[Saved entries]
◆ ◆ ◆ ◆ ◆ ◆ ◆

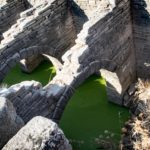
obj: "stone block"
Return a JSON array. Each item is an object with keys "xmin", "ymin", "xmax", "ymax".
[
  {"xmin": 2, "ymin": 116, "xmax": 72, "ymax": 150},
  {"xmin": 0, "ymin": 97, "xmax": 24, "ymax": 149}
]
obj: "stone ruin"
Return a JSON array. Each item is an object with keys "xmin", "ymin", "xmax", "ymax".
[{"xmin": 0, "ymin": 0, "xmax": 150, "ymax": 149}]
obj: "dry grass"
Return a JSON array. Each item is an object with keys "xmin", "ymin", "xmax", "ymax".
[
  {"xmin": 121, "ymin": 79, "xmax": 150, "ymax": 150},
  {"xmin": 133, "ymin": 118, "xmax": 150, "ymax": 150},
  {"xmin": 137, "ymin": 79, "xmax": 150, "ymax": 101},
  {"xmin": 132, "ymin": 79, "xmax": 150, "ymax": 150}
]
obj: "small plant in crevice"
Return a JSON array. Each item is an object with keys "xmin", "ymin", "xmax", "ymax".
[
  {"xmin": 95, "ymin": 130, "xmax": 118, "ymax": 150},
  {"xmin": 0, "ymin": 83, "xmax": 8, "ymax": 90}
]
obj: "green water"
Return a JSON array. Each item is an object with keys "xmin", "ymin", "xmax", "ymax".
[
  {"xmin": 3, "ymin": 61, "xmax": 56, "ymax": 86},
  {"xmin": 3, "ymin": 61, "xmax": 129, "ymax": 150},
  {"xmin": 60, "ymin": 76, "xmax": 129, "ymax": 150}
]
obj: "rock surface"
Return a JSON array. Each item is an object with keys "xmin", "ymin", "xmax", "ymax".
[
  {"xmin": 0, "ymin": 97, "xmax": 24, "ymax": 149},
  {"xmin": 2, "ymin": 116, "xmax": 72, "ymax": 150}
]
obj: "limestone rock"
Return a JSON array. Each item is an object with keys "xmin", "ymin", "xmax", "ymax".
[
  {"xmin": 3, "ymin": 116, "xmax": 72, "ymax": 150},
  {"xmin": 0, "ymin": 97, "xmax": 24, "ymax": 149}
]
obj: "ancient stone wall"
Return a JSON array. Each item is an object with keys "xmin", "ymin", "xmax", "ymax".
[
  {"xmin": 0, "ymin": 0, "xmax": 28, "ymax": 39},
  {"xmin": 44, "ymin": 0, "xmax": 136, "ymax": 121},
  {"xmin": 69, "ymin": 0, "xmax": 111, "ymax": 34},
  {"xmin": 0, "ymin": 46, "xmax": 62, "ymax": 82},
  {"xmin": 0, "ymin": 0, "xmax": 137, "ymax": 123},
  {"xmin": 71, "ymin": 0, "xmax": 136, "ymax": 104},
  {"xmin": 1, "ymin": 0, "xmax": 150, "ymax": 149},
  {"xmin": 0, "ymin": 81, "xmax": 52, "ymax": 123},
  {"xmin": 0, "ymin": 0, "xmax": 76, "ymax": 67},
  {"xmin": 132, "ymin": 0, "xmax": 150, "ymax": 79}
]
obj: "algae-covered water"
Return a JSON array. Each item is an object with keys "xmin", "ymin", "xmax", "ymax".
[
  {"xmin": 3, "ymin": 61, "xmax": 56, "ymax": 86},
  {"xmin": 3, "ymin": 61, "xmax": 129, "ymax": 150},
  {"xmin": 60, "ymin": 76, "xmax": 129, "ymax": 150}
]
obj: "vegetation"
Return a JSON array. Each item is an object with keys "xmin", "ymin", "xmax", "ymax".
[{"xmin": 121, "ymin": 79, "xmax": 150, "ymax": 150}]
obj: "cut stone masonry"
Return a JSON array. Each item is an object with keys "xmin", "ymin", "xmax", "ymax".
[{"xmin": 0, "ymin": 0, "xmax": 150, "ymax": 149}]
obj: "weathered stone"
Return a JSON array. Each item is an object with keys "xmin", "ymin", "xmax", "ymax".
[
  {"xmin": 128, "ymin": 83, "xmax": 136, "ymax": 96},
  {"xmin": 0, "ymin": 0, "xmax": 150, "ymax": 147},
  {"xmin": 2, "ymin": 116, "xmax": 72, "ymax": 150},
  {"xmin": 0, "ymin": 0, "xmax": 28, "ymax": 35},
  {"xmin": 0, "ymin": 0, "xmax": 137, "ymax": 110},
  {"xmin": 123, "ymin": 92, "xmax": 131, "ymax": 107},
  {"xmin": 19, "ymin": 55, "xmax": 44, "ymax": 73},
  {"xmin": 132, "ymin": 0, "xmax": 150, "ymax": 78},
  {"xmin": 0, "ymin": 97, "xmax": 24, "ymax": 149}
]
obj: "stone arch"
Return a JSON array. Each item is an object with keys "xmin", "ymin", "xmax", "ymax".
[
  {"xmin": 49, "ymin": 56, "xmax": 132, "ymax": 123},
  {"xmin": 0, "ymin": 46, "xmax": 62, "ymax": 82},
  {"xmin": 0, "ymin": 52, "xmax": 130, "ymax": 124},
  {"xmin": 42, "ymin": 54, "xmax": 62, "ymax": 73},
  {"xmin": 49, "ymin": 60, "xmax": 102, "ymax": 122}
]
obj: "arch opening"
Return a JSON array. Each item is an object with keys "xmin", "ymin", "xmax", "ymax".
[
  {"xmin": 2, "ymin": 60, "xmax": 56, "ymax": 87},
  {"xmin": 60, "ymin": 74, "xmax": 129, "ymax": 150},
  {"xmin": 0, "ymin": 46, "xmax": 64, "ymax": 85}
]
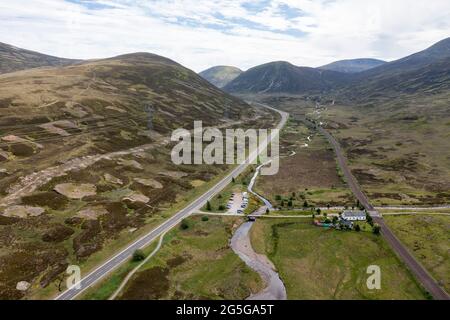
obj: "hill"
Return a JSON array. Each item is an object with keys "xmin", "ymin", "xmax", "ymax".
[
  {"xmin": 224, "ymin": 61, "xmax": 350, "ymax": 94},
  {"xmin": 0, "ymin": 42, "xmax": 78, "ymax": 74},
  {"xmin": 319, "ymin": 58, "xmax": 386, "ymax": 73},
  {"xmin": 0, "ymin": 49, "xmax": 268, "ymax": 299},
  {"xmin": 341, "ymin": 37, "xmax": 450, "ymax": 101},
  {"xmin": 199, "ymin": 65, "xmax": 243, "ymax": 88}
]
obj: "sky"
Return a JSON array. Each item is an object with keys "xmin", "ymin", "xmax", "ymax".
[{"xmin": 0, "ymin": 0, "xmax": 449, "ymax": 72}]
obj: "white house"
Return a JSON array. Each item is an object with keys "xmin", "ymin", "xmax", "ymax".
[{"xmin": 341, "ymin": 210, "xmax": 366, "ymax": 221}]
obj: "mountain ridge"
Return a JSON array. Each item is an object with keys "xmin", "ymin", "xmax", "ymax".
[
  {"xmin": 224, "ymin": 61, "xmax": 351, "ymax": 94},
  {"xmin": 0, "ymin": 42, "xmax": 79, "ymax": 74},
  {"xmin": 319, "ymin": 58, "xmax": 386, "ymax": 73}
]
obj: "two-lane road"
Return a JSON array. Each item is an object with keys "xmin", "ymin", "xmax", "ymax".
[
  {"xmin": 312, "ymin": 121, "xmax": 449, "ymax": 300},
  {"xmin": 55, "ymin": 103, "xmax": 288, "ymax": 300}
]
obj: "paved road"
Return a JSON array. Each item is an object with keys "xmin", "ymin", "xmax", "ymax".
[
  {"xmin": 311, "ymin": 120, "xmax": 449, "ymax": 300},
  {"xmin": 55, "ymin": 104, "xmax": 288, "ymax": 300}
]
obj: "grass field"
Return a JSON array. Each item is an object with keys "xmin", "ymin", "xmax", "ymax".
[
  {"xmin": 384, "ymin": 214, "xmax": 450, "ymax": 293},
  {"xmin": 255, "ymin": 115, "xmax": 355, "ymax": 208},
  {"xmin": 250, "ymin": 218, "xmax": 427, "ymax": 300},
  {"xmin": 114, "ymin": 215, "xmax": 263, "ymax": 300},
  {"xmin": 256, "ymin": 94, "xmax": 450, "ymax": 206}
]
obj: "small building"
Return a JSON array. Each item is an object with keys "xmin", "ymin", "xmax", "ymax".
[{"xmin": 341, "ymin": 210, "xmax": 366, "ymax": 221}]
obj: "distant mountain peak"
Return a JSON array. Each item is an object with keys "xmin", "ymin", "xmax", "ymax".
[
  {"xmin": 224, "ymin": 60, "xmax": 350, "ymax": 94},
  {"xmin": 199, "ymin": 65, "xmax": 243, "ymax": 88},
  {"xmin": 319, "ymin": 58, "xmax": 387, "ymax": 73}
]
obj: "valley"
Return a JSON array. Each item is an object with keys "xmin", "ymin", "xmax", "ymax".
[{"xmin": 0, "ymin": 32, "xmax": 448, "ymax": 303}]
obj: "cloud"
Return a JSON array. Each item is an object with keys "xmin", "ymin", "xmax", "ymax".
[{"xmin": 0, "ymin": 0, "xmax": 449, "ymax": 72}]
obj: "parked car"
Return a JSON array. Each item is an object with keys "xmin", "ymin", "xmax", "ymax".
[{"xmin": 237, "ymin": 210, "xmax": 243, "ymax": 214}]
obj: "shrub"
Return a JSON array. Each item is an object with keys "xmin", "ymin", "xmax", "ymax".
[
  {"xmin": 180, "ymin": 219, "xmax": 190, "ymax": 230},
  {"xmin": 355, "ymin": 224, "xmax": 361, "ymax": 232},
  {"xmin": 218, "ymin": 205, "xmax": 225, "ymax": 211},
  {"xmin": 132, "ymin": 249, "xmax": 146, "ymax": 262},
  {"xmin": 373, "ymin": 224, "xmax": 381, "ymax": 235},
  {"xmin": 206, "ymin": 201, "xmax": 212, "ymax": 211},
  {"xmin": 201, "ymin": 216, "xmax": 209, "ymax": 222}
]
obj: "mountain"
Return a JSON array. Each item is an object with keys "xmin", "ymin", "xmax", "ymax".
[
  {"xmin": 199, "ymin": 66, "xmax": 243, "ymax": 88},
  {"xmin": 224, "ymin": 61, "xmax": 350, "ymax": 94},
  {"xmin": 0, "ymin": 52, "xmax": 249, "ymax": 140},
  {"xmin": 341, "ymin": 37, "xmax": 450, "ymax": 100},
  {"xmin": 0, "ymin": 48, "xmax": 259, "ymax": 299},
  {"xmin": 225, "ymin": 37, "xmax": 450, "ymax": 98},
  {"xmin": 0, "ymin": 42, "xmax": 78, "ymax": 74},
  {"xmin": 319, "ymin": 58, "xmax": 386, "ymax": 73}
]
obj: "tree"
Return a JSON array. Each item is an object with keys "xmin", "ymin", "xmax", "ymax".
[
  {"xmin": 354, "ymin": 224, "xmax": 361, "ymax": 232},
  {"xmin": 266, "ymin": 208, "xmax": 270, "ymax": 214},
  {"xmin": 232, "ymin": 177, "xmax": 235, "ymax": 183},
  {"xmin": 275, "ymin": 195, "xmax": 282, "ymax": 201},
  {"xmin": 288, "ymin": 200, "xmax": 293, "ymax": 207},
  {"xmin": 303, "ymin": 200, "xmax": 309, "ymax": 208},
  {"xmin": 316, "ymin": 208, "xmax": 321, "ymax": 215},
  {"xmin": 332, "ymin": 216, "xmax": 338, "ymax": 224},
  {"xmin": 202, "ymin": 216, "xmax": 209, "ymax": 222},
  {"xmin": 218, "ymin": 205, "xmax": 225, "ymax": 211},
  {"xmin": 373, "ymin": 224, "xmax": 381, "ymax": 235},
  {"xmin": 217, "ymin": 194, "xmax": 222, "ymax": 199},
  {"xmin": 281, "ymin": 200, "xmax": 285, "ymax": 207},
  {"xmin": 367, "ymin": 213, "xmax": 374, "ymax": 226},
  {"xmin": 180, "ymin": 219, "xmax": 190, "ymax": 230},
  {"xmin": 206, "ymin": 201, "xmax": 212, "ymax": 211},
  {"xmin": 327, "ymin": 204, "xmax": 331, "ymax": 210},
  {"xmin": 132, "ymin": 249, "xmax": 146, "ymax": 262},
  {"xmin": 292, "ymin": 192, "xmax": 296, "ymax": 198}
]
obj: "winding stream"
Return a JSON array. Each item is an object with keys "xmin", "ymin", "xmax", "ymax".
[{"xmin": 230, "ymin": 163, "xmax": 287, "ymax": 300}]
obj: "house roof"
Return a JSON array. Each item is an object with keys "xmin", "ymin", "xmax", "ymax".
[{"xmin": 342, "ymin": 210, "xmax": 366, "ymax": 217}]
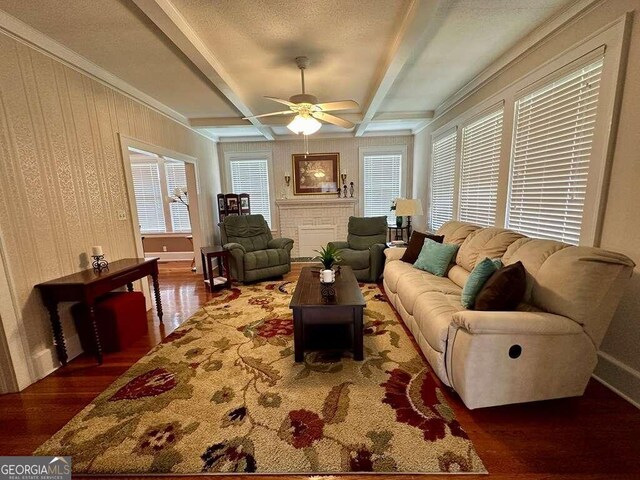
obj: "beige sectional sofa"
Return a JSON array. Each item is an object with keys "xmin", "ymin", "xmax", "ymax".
[{"xmin": 383, "ymin": 221, "xmax": 635, "ymax": 409}]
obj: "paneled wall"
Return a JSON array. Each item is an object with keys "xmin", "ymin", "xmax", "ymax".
[
  {"xmin": 218, "ymin": 135, "xmax": 413, "ymax": 232},
  {"xmin": 0, "ymin": 31, "xmax": 220, "ymax": 387}
]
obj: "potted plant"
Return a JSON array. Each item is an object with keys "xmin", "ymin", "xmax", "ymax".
[{"xmin": 314, "ymin": 244, "xmax": 341, "ymax": 283}]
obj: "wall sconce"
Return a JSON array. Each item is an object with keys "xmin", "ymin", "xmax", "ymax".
[
  {"xmin": 284, "ymin": 173, "xmax": 291, "ymax": 187},
  {"xmin": 341, "ymin": 169, "xmax": 347, "ymax": 185}
]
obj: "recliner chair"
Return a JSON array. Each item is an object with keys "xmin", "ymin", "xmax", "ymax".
[
  {"xmin": 220, "ymin": 214, "xmax": 293, "ymax": 283},
  {"xmin": 328, "ymin": 216, "xmax": 387, "ymax": 282}
]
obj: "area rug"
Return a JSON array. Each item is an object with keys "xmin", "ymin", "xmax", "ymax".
[{"xmin": 35, "ymin": 281, "xmax": 486, "ymax": 474}]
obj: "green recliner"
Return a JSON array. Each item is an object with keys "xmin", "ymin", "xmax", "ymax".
[
  {"xmin": 328, "ymin": 216, "xmax": 387, "ymax": 282},
  {"xmin": 220, "ymin": 215, "xmax": 294, "ymax": 283}
]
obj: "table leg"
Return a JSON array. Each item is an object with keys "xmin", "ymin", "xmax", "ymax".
[
  {"xmin": 353, "ymin": 307, "xmax": 364, "ymax": 361},
  {"xmin": 293, "ymin": 309, "xmax": 304, "ymax": 362},
  {"xmin": 88, "ymin": 303, "xmax": 103, "ymax": 365},
  {"xmin": 151, "ymin": 272, "xmax": 163, "ymax": 322},
  {"xmin": 201, "ymin": 251, "xmax": 207, "ymax": 282},
  {"xmin": 45, "ymin": 300, "xmax": 68, "ymax": 366},
  {"xmin": 207, "ymin": 255, "xmax": 214, "ymax": 292},
  {"xmin": 223, "ymin": 254, "xmax": 231, "ymax": 289},
  {"xmin": 126, "ymin": 282, "xmax": 134, "ymax": 292}
]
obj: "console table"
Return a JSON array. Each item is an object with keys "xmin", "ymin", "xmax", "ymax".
[{"xmin": 35, "ymin": 257, "xmax": 162, "ymax": 366}]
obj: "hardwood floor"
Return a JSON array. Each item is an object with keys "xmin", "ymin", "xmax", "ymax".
[{"xmin": 1, "ymin": 260, "xmax": 639, "ymax": 479}]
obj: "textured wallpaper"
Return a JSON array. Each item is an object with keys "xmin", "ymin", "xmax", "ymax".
[{"xmin": 0, "ymin": 32, "xmax": 220, "ymax": 382}]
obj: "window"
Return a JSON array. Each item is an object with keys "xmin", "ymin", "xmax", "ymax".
[
  {"xmin": 362, "ymin": 152, "xmax": 402, "ymax": 224},
  {"xmin": 459, "ymin": 108, "xmax": 504, "ymax": 227},
  {"xmin": 229, "ymin": 158, "xmax": 271, "ymax": 227},
  {"xmin": 507, "ymin": 57, "xmax": 604, "ymax": 245},
  {"xmin": 429, "ymin": 130, "xmax": 457, "ymax": 231},
  {"xmin": 131, "ymin": 163, "xmax": 166, "ymax": 234},
  {"xmin": 165, "ymin": 161, "xmax": 191, "ymax": 232}
]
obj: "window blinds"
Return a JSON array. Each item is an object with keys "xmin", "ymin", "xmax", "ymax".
[
  {"xmin": 507, "ymin": 57, "xmax": 604, "ymax": 245},
  {"xmin": 430, "ymin": 130, "xmax": 457, "ymax": 231},
  {"xmin": 131, "ymin": 163, "xmax": 166, "ymax": 233},
  {"xmin": 165, "ymin": 162, "xmax": 191, "ymax": 233},
  {"xmin": 459, "ymin": 108, "xmax": 504, "ymax": 227},
  {"xmin": 363, "ymin": 153, "xmax": 402, "ymax": 224},
  {"xmin": 230, "ymin": 159, "xmax": 271, "ymax": 227}
]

◆ ◆ ◆ ◆ ◆ ◆ ◆

Lines that hold "water" are the ones to copy, so pick each out from the data.

*Answer:*
obj: "green water"
obj: "algae-covered water"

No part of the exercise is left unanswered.